Viele Menschen tragen schwer auf ihren Schultern. Für diese Menschen braucht es eine Partei, die vor der Zukunft nicht auch noch Angst schürt, sondern endlich wieder Zuversicht vermittelt. Der drohenden Klimakatastrophe können wir nicht durch Abschottung und auch nicht durch Angst begegnen. Die Bildungskrise lösen wir nicht durch schärfere Selektion und erst recht nicht durch mehr Privatschulen. Und die Überwindung von Energiekrisen gelingt nur kooperativ. Zusammenhalt und Zuversicht sind die Eckpfeiler des politischen Koordinatensystems einer progressiven Linken.

Es gibt Parteien, die eigentlich zu all dem fähig wären. Darauf deutet die Unzufriedenheit der jungen Grünen ebenso hin wie der Wandel in der Linkspartei, seit Sahra Wagenknecht nicht mehr da ist. Noch wirken allerdings auch solche Kräfte, für die ein bisschen Abschiebung im großen Stil, ein bisschen Klimaschaden, ein bisschen Autokratie tolerierbar scheinen.

Mehr als Optimismus

Die Zuversicht einer progressiven Linken wäre mehr als der reine Optimismus. Sie wäre die Überzeugung, dass wir gemeinsam Möglichkeiten finden, rechtsradikalem Treiben in der Gesellschaft genauso ein Ende zu setzen wie der globalen Ausbreitung von Autokratien. Das erfordert massiven Einsatz dafür, dass die Überprivilegierten dieser Welt endlich Verantwortung übernehmen. Dies gelingt nur durch intensiven Einsatz für echte internationale Kooperationen auf Augenhöhe, insbesondere mit dem globale Süden, doch insgesamt weltweit. Nur so ist es möglich, Recht global und wirksam durchzusetzen und eine Wirtschaftspolitik zu entwickeln, von der wirklich die Bevölkerungen auf allen Kontinenten profitieren.

- Abschnitt Datensatz -

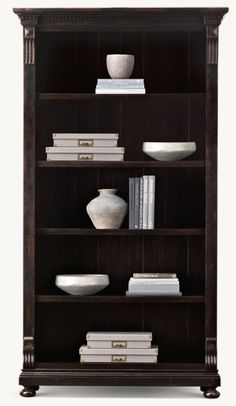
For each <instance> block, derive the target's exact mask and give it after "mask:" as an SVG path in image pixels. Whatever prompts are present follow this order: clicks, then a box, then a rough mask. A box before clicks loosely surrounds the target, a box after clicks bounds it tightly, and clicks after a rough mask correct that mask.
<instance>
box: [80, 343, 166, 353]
mask: <svg viewBox="0 0 236 406" xmlns="http://www.w3.org/2000/svg"><path fill="white" fill-rule="evenodd" d="M79 353H80V355H82V354H87V355H105V354H106V355H114V354H116V355H158V346H157V345H153V346H152V347H151V348H89V347H88V346H87V345H82V346H81V347H80V349H79Z"/></svg>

- Aufgaben zur Übung -
1 - Beantworte zum Text über die progressive Linke diese Fragen:
(a) Was nennt der Text die Eckpfeiler des politischen Koordinatensystems einer progressiven Linken?
(b) Wessen Unzufriedenheit deutet laut Text darauf hin, dass es Parteien gibt, die zu all dem fähig wären?
(c) Wer soll nach dem Text endlich Verantwortung übernehmen?
2 - Schreib aus dem Text über die progressive Linke wortgetreu den Abschnitt heraus, der mit „Mehr als Optimismus“ beginnt und sich bis „allen Kontinenten profitieren.“ erstreckt.
3 - Wie könnte der Text über die progressive Linke weitergehen? Setz ihn im Anschluss an seinen letzten Satz fort.
Das Material steht für sich und gehört nicht zum Text über die progressive Linke.

- Antworten je Aufgabe -
1 -
(a) Zusammenhalt und Zuversicht
(b) Die der jungen Grünen
(c) Die Überprivilegierten dieser Welt

2 -
Mehr als Optimismus

Die Zuversicht einer progressiven Linken wäre mehr als der reine Optimismus. Sie wäre die Überzeugung, dass wir gemeinsam Möglichkeiten finden, rechtsradikalem Treiben in der Gesellschaft genauso ein Ende zu setzen wie der globalen Ausbreitung von Autokratien. Das erfordert massiven Einsatz dafür, dass die Überprivilegierten dieser Welt endlich Verantwortung übernehmen. Dies gelingt nur durch intensiven Einsatz für echte internationale Kooperationen auf Augenhöhe, insbesondere mit dem globale Süden, doch insgesamt weltweit. Nur so ist es möglich, Recht global und wirksam durchzusetzen und eine Wirtschaftspolitik zu entwickeln, von der wirklich die Bevölkerungen auf allen Kontinenten profitieren.

3 -
In Deutschland müssten dafür alle progressiven Linken, die mit entwicklungsfähigen Parteien sympathisieren oder Mitglieder darin sind, vor allem den folgenden Wandel einfordern und befördern: Erstens sind die Zeiten endgültig vorbei, in denen vor allem Parteien und traditionelle Medien die öffentlichen Diskurse dominieren. Längst gibt es eine Vielfalt an unterschiedlichen Medienformen. Und selbstorganisierte Bündnisse, NGOs und Vereine tragen das politisch-soziale Leben und den Zusammenhalt vor Ort genauso wie den antifaschistischen Widerstand. Viele Menschen, die sich dort engagieren, bringen sich schon heute in den Parteien ein. Deshalb sollten wir Parteien wieder als Organisationen begreifen, mit denen wir kollektive Ideen und Einigungen binden und zu geltendem Recht werden lassen. Die besten Ideen kommen von unten, nicht mehr von oben, falls das jemals der Fall war.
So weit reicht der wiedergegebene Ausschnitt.